== How to complete this task ==
Every line below must be reproduced exactly. Copy them all.

== Saved entries ==
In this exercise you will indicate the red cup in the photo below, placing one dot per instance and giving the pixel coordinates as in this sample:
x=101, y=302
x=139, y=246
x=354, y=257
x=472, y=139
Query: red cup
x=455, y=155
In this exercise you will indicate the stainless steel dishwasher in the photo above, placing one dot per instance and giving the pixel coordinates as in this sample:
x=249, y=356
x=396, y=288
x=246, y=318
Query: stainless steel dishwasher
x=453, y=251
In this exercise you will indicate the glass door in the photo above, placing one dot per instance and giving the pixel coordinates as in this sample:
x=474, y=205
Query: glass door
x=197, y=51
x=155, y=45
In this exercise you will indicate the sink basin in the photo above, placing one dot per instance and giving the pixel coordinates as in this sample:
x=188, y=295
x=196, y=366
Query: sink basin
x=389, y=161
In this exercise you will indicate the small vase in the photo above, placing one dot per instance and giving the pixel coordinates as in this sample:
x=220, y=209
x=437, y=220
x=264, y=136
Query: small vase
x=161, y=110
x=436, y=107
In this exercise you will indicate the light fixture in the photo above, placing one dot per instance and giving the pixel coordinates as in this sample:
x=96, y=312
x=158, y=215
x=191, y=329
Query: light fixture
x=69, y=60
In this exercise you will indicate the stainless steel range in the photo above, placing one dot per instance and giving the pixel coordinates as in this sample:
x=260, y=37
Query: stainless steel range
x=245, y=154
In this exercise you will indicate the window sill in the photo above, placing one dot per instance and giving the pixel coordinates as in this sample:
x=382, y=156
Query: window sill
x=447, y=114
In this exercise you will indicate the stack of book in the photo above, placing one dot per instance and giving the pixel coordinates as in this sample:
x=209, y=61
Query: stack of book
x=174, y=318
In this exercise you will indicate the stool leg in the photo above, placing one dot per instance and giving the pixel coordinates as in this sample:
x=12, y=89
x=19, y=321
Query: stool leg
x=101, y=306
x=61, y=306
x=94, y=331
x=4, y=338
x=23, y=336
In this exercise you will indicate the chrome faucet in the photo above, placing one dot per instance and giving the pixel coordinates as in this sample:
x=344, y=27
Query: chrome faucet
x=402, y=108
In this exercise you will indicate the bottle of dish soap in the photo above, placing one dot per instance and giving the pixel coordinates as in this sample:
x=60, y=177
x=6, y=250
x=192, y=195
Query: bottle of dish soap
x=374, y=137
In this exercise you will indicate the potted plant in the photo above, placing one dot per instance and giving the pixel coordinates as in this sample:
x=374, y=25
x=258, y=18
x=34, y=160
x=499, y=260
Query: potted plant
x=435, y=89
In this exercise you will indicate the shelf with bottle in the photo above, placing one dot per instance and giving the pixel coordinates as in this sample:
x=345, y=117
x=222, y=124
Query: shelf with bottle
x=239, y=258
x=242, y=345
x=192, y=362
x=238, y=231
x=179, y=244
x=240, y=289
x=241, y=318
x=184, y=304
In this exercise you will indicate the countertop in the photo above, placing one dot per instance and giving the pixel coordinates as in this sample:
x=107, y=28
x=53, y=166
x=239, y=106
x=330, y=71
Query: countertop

== Finished exercise ==
In this exercise you will indicate the red cup in the photo below, placing one dot per instance and giving the pixel coordinates as in this sample:
x=101, y=302
x=139, y=246
x=354, y=257
x=472, y=139
Query: red cup
x=455, y=155
In this exercise you will indicate the stainless steel dishwasher in the photo above, placing one dot per instance and giving the pixel coordinates as in this sample:
x=249, y=356
x=396, y=288
x=246, y=318
Query: stainless steel dishwasher
x=453, y=251
In this exercise you will indicate the glass door in the photo above, placing one dot per instance and giving the pixel coordinates as in this sample:
x=474, y=205
Query: glass door
x=197, y=51
x=155, y=45
In this exercise you will indicate the sink basin in the photo above, placing one dot per instance and giving the pixel coordinates as in this sample:
x=188, y=295
x=196, y=366
Query: sink basin
x=389, y=161
In this exercise you will indicate the small vase in the photo above, placing one dot per instance and giving the pixel coordinates as in this sample:
x=220, y=209
x=437, y=220
x=264, y=136
Query: small vase
x=161, y=110
x=436, y=107
In this exercise you will indicate the light fixture in the photo above, placing one dot per instance and giving the pixel coordinates as in this sample:
x=96, y=312
x=158, y=215
x=191, y=329
Query: light fixture
x=69, y=60
In this exercise you will indicate the stainless steel range in the photo above, placing one dot per instance and giving the pixel coordinates as in this sample:
x=260, y=37
Query: stainless steel range
x=245, y=154
In this exercise you will indicate the window sill in the photo above, placing one dot per instance and giving the pixel coordinates as in this sample:
x=382, y=156
Query: window sill
x=447, y=114
In this exercise you will indicate the stack of book in the photo above, placing one dot per instance and giving the pixel coordinates as in this sample:
x=209, y=61
Query: stack of book
x=174, y=318
In this exercise you will indicate the stool leg in the photo above, placing one dot per instance and giving the pixel coordinates as in this sample:
x=12, y=89
x=19, y=321
Query: stool leg
x=101, y=306
x=61, y=306
x=94, y=331
x=4, y=338
x=23, y=336
In this exercise you will indicate the chrome faucet in the photo above, placing one dot per instance and giving the pixel coordinates as in this sample:
x=344, y=27
Query: chrome faucet
x=402, y=108
In this exercise you will indicate the bottle of dish soap in the photo above, placing one dot per instance and giving the pixel coordinates as in this sample:
x=60, y=177
x=6, y=250
x=192, y=195
Query: bottle of dish soap
x=374, y=137
In this exercise you will indicate the potted plant in the photo above, placing one dot per instance and giving the pixel coordinates as in this sample:
x=374, y=25
x=258, y=18
x=34, y=160
x=499, y=260
Query: potted plant
x=435, y=89
In this exercise you will indicate the shelf with bottle in the photo above, placing one dot per instance and giving the pixel coordinates as in this sample:
x=345, y=117
x=222, y=124
Query: shelf with bottle
x=239, y=258
x=242, y=345
x=192, y=362
x=238, y=231
x=179, y=244
x=240, y=289
x=241, y=318
x=184, y=304
In this exercise you will indicate the countertop in the photo above, placing one dot per instance and giving the pixel coordinates as in this sample:
x=107, y=28
x=53, y=166
x=239, y=106
x=330, y=71
Query: countertop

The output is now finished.